======== Document extract

This is what the great king, the king of Assyria says: on what are you basing this confidence of yours?... Yahweh himself told me to march against this country and destroy it.

Then Eliakim, Shebna and Joah said to the field commander, Please speak to us in Aramaic [‘arāmīth], sir, since we understand it. Don’t speak to us in Hebrew [y∂hūdīth] in the hearing of the people on the wall.

But the commander replied:

Was it only to your master and you that my master sent me to say these things, and not to the men sitting on the wall—who like you will have to eat their own shit and drink their own piss?

Then the commander stood and called out in Hebrew:

Hear the words of the great king, the king of Assyria! This is what the king says: do not let Hezekiah deceive you. He cannot deliver you!...

Isaiah xxxvi.1–14 (= 2 Kings xviii.17–29)

================
======== Records supplied

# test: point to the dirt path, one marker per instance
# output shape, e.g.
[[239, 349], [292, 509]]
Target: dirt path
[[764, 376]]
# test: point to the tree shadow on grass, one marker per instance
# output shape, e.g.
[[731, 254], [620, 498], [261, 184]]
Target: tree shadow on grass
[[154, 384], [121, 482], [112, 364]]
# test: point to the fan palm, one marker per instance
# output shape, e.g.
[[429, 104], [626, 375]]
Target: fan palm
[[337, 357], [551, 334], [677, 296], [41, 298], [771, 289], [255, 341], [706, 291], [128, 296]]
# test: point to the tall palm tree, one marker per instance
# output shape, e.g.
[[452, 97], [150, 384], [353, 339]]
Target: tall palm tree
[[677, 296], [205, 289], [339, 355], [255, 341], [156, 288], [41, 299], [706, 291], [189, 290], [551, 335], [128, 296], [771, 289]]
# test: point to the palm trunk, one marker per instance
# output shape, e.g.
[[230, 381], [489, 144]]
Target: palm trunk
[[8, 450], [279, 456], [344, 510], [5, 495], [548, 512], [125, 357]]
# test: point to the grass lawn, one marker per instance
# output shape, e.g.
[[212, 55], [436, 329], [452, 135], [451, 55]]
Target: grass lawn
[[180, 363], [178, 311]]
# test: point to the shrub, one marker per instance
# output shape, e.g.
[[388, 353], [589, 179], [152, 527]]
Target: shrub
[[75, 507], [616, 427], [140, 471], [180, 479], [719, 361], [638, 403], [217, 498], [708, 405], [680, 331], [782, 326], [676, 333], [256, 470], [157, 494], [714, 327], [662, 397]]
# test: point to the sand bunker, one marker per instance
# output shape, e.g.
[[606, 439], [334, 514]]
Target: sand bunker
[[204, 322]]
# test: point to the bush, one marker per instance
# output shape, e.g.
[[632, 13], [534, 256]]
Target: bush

================

Tasks to perform:
• A. From the passage about the Assyrian field commander, copy the words beginning at "Was it only" and ending after "their own piss?".
• B. Write what comes next in the passage about the Assyrian field commander at the wall, picking up after its final line.

Expected responses:
• A.
Was it only to your master and you that my master sent me to say these things, and not to the men sitting on the wall—who like you will have to eat their own shit and drink their own piss?

• B.
These events, which took place in 701 BC, show that at this stage Aramaic, although the lingua franca of senior officers in the Assyrian empire and the kingdom of Judah, was not the language of Judah’s common soldier.

This was to change. The policy of internal deportation so thoroughly applied by the Assyrians was continued by their successors, and this time a notable victim was the Hebrew language, along with many of its speakers in the land of Judah.

When in 609 BC Assyria was at last subjugated by an alliance of Medes from the east and Babylonians from the south, there were no direct linguistic effects, except that Akkadian ceased to be written in Assyria. Aramaic continued as the standard spoken language of Mesopotamia, which was henceforth governed (if at all) from Babylon. But others had noticed the momentous political change. Egypt, in particular, saw an opportunity and invaded Palestine and Syria.

Babylon’s crown prince Nebuchadrezzar (Nabū-kudurri-uur, ‘Nabû, protect my offspring’) responded effectively. Twenty years later, by the time this and perhaps two more Egyptian invasions had been repulsed, Jerusalem, which had twice sided with the Egyptians, was definitively in Babylonian hands. Most of its population went either as refugees to Egypt or as deportees to Babylon.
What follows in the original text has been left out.